* [Work to be completed]
In the passage about what the elections could change, list every major change it says will take effect after 24 June.

* [Source extract]
◇ ◇ ◇
4. What could elections change?

It’s not any elections, controversial constitutional changes that were narrowly voted in 2 years ago will only become the reality after 24 June which is why it’s so critical. Here are the major changes:

 

  • President will be responsible for preparing the annual budget (this is a role of the cabinet at present)

  • The office of the prime minister will be deleted

  • Vice presidency will be created, and the president will have a right to appoint and oust vice presidents as well as the most prominent state officials (under the old framework the  president had a possibility to remove ministers only on the request of the prime minister)

  • President will be equipped with the power to declare a state of emergency (now it’s up to the parliament) as well as issue presidential decrees during periods of that state (now this a role of the cabinet)

  • Parliament will be stripped of its monitoring role over the executive branch (now, it’s in charge of overseeing both the cabinet and ministers)
◇ ◇ ◇
(Coordinate labeling data)

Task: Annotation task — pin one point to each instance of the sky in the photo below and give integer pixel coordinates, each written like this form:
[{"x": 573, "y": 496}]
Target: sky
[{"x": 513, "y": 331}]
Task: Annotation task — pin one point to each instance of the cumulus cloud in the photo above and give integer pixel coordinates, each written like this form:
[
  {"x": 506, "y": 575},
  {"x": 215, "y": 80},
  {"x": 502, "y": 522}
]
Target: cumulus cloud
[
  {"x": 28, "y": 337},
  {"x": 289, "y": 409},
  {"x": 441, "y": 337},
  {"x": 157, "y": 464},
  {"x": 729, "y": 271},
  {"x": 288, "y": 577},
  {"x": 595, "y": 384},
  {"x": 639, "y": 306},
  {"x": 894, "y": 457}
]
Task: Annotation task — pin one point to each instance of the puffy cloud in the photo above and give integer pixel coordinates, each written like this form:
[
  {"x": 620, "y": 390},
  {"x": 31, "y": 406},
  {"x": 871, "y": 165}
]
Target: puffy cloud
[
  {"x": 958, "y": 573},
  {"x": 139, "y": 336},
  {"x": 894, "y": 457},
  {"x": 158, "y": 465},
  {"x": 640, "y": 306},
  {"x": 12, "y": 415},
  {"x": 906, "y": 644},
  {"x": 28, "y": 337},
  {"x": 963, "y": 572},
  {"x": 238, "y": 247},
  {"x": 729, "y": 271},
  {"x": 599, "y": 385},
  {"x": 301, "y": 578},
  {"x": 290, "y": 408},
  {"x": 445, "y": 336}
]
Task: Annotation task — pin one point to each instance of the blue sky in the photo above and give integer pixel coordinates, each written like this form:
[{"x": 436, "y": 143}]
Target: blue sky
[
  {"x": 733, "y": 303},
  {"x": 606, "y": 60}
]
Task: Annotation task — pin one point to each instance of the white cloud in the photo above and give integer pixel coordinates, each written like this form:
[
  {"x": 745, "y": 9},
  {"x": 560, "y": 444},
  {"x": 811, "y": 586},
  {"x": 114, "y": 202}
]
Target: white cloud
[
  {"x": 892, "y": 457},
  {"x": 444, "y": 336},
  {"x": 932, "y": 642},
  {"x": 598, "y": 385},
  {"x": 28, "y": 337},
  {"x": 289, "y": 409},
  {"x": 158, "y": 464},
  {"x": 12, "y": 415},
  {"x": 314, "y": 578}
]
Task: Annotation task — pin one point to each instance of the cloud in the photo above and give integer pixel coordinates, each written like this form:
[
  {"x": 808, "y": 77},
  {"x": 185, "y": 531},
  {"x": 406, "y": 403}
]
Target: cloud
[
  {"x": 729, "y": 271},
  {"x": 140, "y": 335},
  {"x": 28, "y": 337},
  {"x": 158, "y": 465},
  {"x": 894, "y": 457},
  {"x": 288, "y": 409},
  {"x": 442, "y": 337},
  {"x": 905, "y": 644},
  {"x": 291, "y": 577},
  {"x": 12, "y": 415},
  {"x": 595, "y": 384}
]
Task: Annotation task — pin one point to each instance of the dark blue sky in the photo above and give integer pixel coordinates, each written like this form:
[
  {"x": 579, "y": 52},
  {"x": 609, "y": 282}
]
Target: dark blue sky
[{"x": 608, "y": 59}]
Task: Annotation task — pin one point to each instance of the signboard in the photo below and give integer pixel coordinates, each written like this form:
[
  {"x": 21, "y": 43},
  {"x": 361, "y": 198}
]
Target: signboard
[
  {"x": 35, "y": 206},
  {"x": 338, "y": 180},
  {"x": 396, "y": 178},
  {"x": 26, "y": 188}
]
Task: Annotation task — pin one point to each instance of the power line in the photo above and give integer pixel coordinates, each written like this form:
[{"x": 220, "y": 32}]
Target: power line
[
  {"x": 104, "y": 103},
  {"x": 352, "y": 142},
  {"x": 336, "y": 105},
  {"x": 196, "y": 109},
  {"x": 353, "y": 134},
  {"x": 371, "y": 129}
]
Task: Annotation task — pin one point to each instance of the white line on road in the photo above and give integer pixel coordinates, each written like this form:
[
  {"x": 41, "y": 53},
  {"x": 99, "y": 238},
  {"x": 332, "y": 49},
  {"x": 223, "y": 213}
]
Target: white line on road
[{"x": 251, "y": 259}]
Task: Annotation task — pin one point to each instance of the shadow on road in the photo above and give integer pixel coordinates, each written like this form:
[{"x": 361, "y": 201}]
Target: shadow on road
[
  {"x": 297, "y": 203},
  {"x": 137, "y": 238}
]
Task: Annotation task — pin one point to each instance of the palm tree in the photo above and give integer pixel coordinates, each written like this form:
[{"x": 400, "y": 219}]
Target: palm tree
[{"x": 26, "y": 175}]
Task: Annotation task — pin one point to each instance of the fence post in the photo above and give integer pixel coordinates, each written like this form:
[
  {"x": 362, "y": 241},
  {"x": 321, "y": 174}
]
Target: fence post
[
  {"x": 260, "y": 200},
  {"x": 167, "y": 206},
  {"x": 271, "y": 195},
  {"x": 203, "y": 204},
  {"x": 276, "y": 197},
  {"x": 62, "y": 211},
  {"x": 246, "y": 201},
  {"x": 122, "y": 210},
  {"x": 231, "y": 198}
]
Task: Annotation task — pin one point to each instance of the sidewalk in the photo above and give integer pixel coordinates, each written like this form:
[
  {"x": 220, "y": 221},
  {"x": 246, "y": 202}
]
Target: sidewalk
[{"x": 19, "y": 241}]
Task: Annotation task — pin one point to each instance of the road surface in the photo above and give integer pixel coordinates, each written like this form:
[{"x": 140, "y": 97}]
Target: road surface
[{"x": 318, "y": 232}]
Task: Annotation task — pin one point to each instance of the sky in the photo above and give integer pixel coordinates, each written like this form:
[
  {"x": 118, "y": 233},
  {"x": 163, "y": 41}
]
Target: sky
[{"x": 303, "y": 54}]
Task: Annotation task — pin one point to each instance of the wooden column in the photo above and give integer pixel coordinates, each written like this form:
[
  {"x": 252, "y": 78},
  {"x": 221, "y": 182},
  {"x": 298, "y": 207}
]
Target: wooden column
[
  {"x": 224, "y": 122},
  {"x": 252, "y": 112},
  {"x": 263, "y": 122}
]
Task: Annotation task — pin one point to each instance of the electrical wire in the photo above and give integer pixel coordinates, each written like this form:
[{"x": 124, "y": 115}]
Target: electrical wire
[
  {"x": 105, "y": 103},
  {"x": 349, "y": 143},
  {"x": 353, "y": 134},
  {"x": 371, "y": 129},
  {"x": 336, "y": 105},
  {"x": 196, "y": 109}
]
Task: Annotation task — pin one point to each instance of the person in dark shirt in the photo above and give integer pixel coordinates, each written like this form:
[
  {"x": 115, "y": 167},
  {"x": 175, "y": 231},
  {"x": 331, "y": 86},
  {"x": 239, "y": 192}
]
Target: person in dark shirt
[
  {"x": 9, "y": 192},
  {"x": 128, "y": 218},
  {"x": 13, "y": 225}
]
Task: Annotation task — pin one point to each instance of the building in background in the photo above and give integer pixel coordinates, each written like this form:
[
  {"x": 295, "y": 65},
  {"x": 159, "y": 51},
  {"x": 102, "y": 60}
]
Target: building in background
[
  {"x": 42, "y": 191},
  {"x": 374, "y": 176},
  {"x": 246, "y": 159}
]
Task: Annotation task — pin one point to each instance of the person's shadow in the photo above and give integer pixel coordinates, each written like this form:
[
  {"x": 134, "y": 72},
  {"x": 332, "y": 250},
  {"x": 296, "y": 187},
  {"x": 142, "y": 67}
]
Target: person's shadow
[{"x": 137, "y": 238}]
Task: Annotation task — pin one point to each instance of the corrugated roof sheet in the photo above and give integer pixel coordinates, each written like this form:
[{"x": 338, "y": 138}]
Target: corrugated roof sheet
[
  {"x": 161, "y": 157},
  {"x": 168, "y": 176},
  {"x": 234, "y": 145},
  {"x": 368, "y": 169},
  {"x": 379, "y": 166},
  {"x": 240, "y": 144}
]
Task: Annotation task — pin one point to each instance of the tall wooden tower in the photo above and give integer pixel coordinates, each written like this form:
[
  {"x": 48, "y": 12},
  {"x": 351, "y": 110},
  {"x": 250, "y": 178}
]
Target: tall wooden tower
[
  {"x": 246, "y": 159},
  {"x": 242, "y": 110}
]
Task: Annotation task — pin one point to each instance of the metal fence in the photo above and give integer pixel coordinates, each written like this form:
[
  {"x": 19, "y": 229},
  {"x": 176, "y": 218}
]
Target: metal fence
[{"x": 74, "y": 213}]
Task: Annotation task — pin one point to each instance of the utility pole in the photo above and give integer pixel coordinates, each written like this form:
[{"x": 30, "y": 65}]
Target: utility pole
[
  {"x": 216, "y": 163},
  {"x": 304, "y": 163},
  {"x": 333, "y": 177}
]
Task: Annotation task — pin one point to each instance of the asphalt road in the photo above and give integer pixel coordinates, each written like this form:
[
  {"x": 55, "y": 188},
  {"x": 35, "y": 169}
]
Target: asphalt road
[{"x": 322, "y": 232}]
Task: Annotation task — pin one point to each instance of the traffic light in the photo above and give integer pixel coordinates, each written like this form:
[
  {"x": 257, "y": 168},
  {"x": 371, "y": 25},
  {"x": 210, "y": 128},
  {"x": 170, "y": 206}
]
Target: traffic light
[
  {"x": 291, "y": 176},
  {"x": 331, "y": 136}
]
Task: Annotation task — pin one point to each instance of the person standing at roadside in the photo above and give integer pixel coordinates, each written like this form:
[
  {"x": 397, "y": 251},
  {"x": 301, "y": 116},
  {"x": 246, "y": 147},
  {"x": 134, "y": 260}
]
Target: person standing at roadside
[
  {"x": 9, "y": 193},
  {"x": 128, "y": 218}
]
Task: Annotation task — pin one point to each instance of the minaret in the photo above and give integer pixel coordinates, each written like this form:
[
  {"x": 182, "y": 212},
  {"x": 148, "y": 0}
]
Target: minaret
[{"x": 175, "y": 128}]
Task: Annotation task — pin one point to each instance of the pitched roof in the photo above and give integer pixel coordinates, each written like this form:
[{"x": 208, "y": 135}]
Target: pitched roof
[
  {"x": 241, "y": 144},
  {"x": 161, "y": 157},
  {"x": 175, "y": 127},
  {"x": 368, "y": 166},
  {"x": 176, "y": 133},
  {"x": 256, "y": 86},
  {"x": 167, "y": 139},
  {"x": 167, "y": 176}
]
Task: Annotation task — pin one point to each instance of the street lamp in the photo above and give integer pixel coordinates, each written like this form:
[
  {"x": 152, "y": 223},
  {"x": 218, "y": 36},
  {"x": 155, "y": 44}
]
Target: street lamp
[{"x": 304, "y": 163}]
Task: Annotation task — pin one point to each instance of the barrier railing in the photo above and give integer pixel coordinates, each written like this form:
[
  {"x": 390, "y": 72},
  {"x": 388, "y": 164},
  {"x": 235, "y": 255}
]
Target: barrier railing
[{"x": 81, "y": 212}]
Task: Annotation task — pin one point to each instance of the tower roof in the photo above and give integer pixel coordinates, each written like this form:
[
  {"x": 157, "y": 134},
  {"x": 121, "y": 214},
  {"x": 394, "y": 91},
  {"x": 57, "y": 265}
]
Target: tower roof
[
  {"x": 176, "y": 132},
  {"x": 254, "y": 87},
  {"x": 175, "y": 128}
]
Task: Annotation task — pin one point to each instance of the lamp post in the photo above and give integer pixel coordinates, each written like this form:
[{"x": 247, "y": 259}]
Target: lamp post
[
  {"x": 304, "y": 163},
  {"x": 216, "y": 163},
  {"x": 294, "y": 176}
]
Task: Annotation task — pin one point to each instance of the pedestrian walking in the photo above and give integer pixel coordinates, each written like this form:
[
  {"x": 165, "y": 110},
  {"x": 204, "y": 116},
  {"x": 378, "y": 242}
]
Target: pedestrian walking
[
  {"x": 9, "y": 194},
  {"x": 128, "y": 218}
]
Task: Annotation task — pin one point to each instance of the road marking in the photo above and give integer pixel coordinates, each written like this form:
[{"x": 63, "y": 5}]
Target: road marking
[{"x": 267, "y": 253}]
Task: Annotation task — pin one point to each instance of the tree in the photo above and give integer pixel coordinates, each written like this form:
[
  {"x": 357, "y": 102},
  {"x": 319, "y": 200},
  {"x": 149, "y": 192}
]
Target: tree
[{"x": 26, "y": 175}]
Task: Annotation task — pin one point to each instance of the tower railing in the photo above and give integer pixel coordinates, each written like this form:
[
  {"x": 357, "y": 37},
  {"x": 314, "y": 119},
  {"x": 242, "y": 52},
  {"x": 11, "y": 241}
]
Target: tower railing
◇ ◇ ◇
* [The response]
- The president will be responsible for preparing the annual budget.
- The office of the prime minister will be deleted.
- A vice presidency will be created, and the president will have the right to appoint and oust vice presidents and the most prominent state officials.
- The president will be able to declare a state of emergency and to issue presidential decrees during it.
- Parliament will be stripped of its monitoring role over the executive branch.